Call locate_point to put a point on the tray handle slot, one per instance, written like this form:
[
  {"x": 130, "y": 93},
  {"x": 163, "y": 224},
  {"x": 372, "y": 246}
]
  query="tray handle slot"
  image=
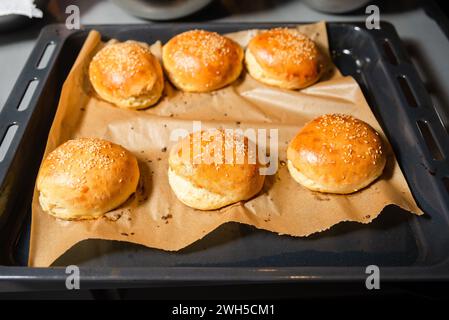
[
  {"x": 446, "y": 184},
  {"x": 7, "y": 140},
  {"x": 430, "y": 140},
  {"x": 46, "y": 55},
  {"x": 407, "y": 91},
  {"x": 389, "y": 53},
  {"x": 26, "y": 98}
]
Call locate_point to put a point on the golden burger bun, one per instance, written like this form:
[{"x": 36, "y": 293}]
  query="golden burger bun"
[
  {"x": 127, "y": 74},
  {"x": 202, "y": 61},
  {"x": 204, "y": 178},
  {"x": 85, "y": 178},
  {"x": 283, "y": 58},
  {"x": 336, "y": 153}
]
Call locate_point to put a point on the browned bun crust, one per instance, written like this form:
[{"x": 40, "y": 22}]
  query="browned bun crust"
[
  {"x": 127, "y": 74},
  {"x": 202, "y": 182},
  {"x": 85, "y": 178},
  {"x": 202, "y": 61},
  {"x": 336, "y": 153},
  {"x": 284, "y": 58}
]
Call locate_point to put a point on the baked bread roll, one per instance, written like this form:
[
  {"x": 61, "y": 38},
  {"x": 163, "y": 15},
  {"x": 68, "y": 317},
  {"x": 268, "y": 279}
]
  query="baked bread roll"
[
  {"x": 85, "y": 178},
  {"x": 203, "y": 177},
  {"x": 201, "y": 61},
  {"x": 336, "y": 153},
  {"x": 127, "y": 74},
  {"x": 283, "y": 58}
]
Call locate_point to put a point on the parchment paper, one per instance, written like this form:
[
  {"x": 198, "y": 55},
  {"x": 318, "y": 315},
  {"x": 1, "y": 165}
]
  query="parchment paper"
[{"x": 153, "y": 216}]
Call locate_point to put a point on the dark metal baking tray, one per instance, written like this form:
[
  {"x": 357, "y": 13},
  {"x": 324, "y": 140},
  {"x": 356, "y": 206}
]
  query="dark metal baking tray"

---

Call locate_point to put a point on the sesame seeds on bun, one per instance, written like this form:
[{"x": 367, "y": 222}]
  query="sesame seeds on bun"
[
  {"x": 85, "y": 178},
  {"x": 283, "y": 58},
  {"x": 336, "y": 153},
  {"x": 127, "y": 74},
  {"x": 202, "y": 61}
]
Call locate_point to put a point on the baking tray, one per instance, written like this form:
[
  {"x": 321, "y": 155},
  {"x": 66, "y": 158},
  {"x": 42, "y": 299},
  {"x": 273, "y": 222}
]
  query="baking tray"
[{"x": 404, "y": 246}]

YOUR INSTRUCTIONS -> Identify every line in the records above that contains the string "sesame" and copy each one. Case counts.

EXERCISE RESPONSE ->
Call locate_point to put a point on the sesame seeds on bun, one per instance, written like this form:
  query="sesame seeds on bun"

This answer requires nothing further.